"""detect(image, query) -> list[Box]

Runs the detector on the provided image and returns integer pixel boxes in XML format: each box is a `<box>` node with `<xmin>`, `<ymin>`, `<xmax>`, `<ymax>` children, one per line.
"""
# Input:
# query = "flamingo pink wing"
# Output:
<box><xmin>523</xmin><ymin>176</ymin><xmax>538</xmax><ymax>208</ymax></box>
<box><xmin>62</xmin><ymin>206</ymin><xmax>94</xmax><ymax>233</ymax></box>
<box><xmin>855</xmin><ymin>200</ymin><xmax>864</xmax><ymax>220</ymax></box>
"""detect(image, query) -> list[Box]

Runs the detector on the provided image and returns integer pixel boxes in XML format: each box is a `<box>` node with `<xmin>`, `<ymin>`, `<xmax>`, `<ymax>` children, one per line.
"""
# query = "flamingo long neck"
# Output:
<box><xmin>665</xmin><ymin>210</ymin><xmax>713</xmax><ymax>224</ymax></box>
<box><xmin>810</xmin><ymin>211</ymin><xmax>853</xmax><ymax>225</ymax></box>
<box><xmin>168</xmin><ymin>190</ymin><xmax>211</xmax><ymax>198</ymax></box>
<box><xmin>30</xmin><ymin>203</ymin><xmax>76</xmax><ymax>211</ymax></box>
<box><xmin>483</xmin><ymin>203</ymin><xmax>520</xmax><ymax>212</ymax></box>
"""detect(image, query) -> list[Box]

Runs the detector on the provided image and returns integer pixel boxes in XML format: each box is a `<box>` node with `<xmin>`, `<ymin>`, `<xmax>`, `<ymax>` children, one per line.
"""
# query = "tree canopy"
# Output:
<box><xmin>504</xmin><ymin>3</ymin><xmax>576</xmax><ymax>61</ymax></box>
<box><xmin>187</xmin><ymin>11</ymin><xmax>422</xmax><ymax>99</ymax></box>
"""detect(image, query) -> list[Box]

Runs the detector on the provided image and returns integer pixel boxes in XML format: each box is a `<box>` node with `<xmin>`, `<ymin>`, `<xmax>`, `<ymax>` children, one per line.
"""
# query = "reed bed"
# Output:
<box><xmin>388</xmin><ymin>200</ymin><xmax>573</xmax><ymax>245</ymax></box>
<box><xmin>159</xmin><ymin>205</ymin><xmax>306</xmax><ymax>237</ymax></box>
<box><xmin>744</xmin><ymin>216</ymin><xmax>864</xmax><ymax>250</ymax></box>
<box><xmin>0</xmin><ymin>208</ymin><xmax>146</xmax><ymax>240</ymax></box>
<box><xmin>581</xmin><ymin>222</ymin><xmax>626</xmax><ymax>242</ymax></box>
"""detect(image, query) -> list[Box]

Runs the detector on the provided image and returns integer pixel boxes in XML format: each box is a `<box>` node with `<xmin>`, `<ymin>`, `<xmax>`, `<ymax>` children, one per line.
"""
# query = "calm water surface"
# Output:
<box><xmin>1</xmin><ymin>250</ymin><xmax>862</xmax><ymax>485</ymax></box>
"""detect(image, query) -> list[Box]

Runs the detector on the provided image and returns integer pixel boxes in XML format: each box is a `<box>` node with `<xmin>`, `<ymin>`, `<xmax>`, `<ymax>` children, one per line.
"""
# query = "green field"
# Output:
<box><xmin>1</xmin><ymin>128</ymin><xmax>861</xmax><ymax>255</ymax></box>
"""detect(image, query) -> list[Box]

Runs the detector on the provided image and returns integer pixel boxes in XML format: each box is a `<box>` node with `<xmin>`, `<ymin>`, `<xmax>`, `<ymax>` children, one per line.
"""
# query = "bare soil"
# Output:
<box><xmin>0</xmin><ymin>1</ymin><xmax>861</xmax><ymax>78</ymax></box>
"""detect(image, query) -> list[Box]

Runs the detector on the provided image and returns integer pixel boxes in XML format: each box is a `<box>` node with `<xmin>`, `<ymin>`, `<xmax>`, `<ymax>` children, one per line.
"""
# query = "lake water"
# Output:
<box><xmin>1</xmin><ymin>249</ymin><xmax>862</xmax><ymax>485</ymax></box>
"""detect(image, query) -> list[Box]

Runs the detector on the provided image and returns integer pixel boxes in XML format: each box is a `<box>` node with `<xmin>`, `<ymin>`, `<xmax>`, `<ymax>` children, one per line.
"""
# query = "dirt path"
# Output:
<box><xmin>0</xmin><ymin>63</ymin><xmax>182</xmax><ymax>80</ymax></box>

========================

Exercise =>
Write out all of the entries above, exactly and in full.

Reply to the task =>
"""detect(image, query) -> list[Box]

Runs the detector on the provided image and returns integer pixel boxes in XML format: each box is a `<box>` node with `<xmin>`, `<ymin>`, `<xmax>`, `<ymax>` children, one per line.
"""
# Input:
# query = "flamingo pink wing"
# Output:
<box><xmin>523</xmin><ymin>176</ymin><xmax>538</xmax><ymax>208</ymax></box>
<box><xmin>62</xmin><ymin>206</ymin><xmax>94</xmax><ymax>233</ymax></box>
<box><xmin>855</xmin><ymin>200</ymin><xmax>864</xmax><ymax>220</ymax></box>
"""detect(image, query) -> list[Box]

Runs the detector on the provided image and returns integer pixel boxes in XML format: each box is a `<box>` node with `<xmin>`, `<ymin>`, `<xmax>`, `<ymax>` children, one per line.
"""
# query = "flamingo long neck"
# Output:
<box><xmin>665</xmin><ymin>210</ymin><xmax>713</xmax><ymax>224</ymax></box>
<box><xmin>810</xmin><ymin>211</ymin><xmax>853</xmax><ymax>225</ymax></box>
<box><xmin>168</xmin><ymin>190</ymin><xmax>211</xmax><ymax>198</ymax></box>
<box><xmin>30</xmin><ymin>203</ymin><xmax>76</xmax><ymax>211</ymax></box>
<box><xmin>483</xmin><ymin>203</ymin><xmax>520</xmax><ymax>212</ymax></box>
"""detect(image, query) -> list[Box]

Runs the detector on the provided image and returns integer pixel boxes in XML format: each box is a `<box>` node with `<xmin>`, `<ymin>`, `<xmax>`, `<ymax>` children, one per line.
"""
# query = "tree canopy"
# Output:
<box><xmin>504</xmin><ymin>3</ymin><xmax>576</xmax><ymax>61</ymax></box>
<box><xmin>187</xmin><ymin>11</ymin><xmax>422</xmax><ymax>99</ymax></box>
"""detect(image, query) -> list[Box]

Runs the detector on the provided image and returns integer pixel boxes in XML format: each box is a `<box>` node with `<xmin>`, `<ymin>`, `<xmax>`, `<ymax>` children, one per line.
"""
# query = "reed bed"
# Output:
<box><xmin>388</xmin><ymin>200</ymin><xmax>573</xmax><ymax>245</ymax></box>
<box><xmin>159</xmin><ymin>205</ymin><xmax>306</xmax><ymax>237</ymax></box>
<box><xmin>744</xmin><ymin>216</ymin><xmax>864</xmax><ymax>250</ymax></box>
<box><xmin>0</xmin><ymin>208</ymin><xmax>146</xmax><ymax>240</ymax></box>
<box><xmin>581</xmin><ymin>222</ymin><xmax>626</xmax><ymax>242</ymax></box>
"""detect(image, query) -> list[Box]

Runs the detector on the provided image and returns integer pixel boxes in XML format: each box is a `<box>` node with `<xmin>`, `<ymin>`, `<xmax>`, `<ymax>` children, one per line.
"""
# query = "calm water surface"
# Output:
<box><xmin>1</xmin><ymin>250</ymin><xmax>862</xmax><ymax>485</ymax></box>
"""detect(image, query) -> list[Box]

Runs the detector on the provided image and returns integer pixel boxes in XML format: each box is a `<box>` node with `<xmin>`, `<ymin>`, `<xmax>`, `<ymax>` children, one per line.
"""
# query = "green field"
# Output:
<box><xmin>1</xmin><ymin>128</ymin><xmax>861</xmax><ymax>255</ymax></box>
"""detect(image, query) -> list[Box]

Runs the detector on the provided image and returns integer pixel boxes in XML format: each box is a `<box>` node with `<xmin>`, `<ymin>`, `<xmax>`, `<ymax>` children, one per line.
"""
# query = "bare soil"
# Output:
<box><xmin>0</xmin><ymin>1</ymin><xmax>861</xmax><ymax>78</ymax></box>
"""detect(image, query) -> list[Box]

Runs the detector on the provided image and returns integer pixel boxes in XML format: each box is a `<box>` node with `<xmin>`, `<ymin>`, `<xmax>`, `<ymax>` children, one per line.
"""
# query = "lake water"
# Output:
<box><xmin>1</xmin><ymin>249</ymin><xmax>862</xmax><ymax>485</ymax></box>
"""detect(image, query) -> list[Box]

Runs the detector on the provided image and returns integer pixel boxes in XML format: each box is a `<box>` node with `<xmin>`, `<ymin>`, `<xmax>`, `<ymax>` children, one per line.
"""
# query = "dirt path"
# Output:
<box><xmin>0</xmin><ymin>63</ymin><xmax>182</xmax><ymax>80</ymax></box>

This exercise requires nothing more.